THE REQUEST
Copy out, word for word, the part of the data below that starts at the line containing "of the whitecap" and runs through the final line of the data.

Dataset rows showing where objects appear
+---+

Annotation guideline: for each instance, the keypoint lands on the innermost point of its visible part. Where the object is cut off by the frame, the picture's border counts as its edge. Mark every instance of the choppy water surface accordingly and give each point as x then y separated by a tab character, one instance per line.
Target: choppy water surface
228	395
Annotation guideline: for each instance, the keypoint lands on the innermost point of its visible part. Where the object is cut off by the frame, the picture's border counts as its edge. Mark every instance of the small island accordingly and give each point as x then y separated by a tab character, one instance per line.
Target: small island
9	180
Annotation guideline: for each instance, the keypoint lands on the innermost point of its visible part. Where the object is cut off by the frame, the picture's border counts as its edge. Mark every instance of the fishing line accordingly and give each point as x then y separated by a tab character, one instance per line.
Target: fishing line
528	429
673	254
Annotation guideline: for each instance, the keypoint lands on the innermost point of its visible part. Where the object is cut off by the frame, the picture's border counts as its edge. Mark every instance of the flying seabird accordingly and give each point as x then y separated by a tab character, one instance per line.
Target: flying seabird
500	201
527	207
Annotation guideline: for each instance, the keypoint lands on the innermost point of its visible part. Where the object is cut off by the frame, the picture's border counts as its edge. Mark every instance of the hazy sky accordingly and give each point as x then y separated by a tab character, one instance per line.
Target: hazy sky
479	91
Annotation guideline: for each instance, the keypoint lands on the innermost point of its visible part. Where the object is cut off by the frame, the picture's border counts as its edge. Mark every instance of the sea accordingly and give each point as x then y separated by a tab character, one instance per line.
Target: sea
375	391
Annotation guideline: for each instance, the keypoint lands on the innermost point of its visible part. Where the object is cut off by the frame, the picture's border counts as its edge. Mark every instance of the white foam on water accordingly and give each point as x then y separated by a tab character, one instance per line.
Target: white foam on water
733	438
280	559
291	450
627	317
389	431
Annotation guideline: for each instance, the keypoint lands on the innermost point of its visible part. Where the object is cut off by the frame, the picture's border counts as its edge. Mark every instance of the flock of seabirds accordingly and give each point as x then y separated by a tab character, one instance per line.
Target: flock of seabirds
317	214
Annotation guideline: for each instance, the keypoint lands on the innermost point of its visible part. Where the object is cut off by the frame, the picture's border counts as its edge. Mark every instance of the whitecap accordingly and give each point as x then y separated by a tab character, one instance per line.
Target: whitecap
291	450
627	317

+---+

ANSWER TO THIS EXERCISE
Annotation guideline: for each instance, the keypoint lands on the innermost point of its visible part. Where the object is cut off by the frame, the picture's border counts as its edge. Mark every instance of the whitecap accordingly and give each point as x then y separated by a tab character, one instance per line.
Target: whitecap
291	450
627	317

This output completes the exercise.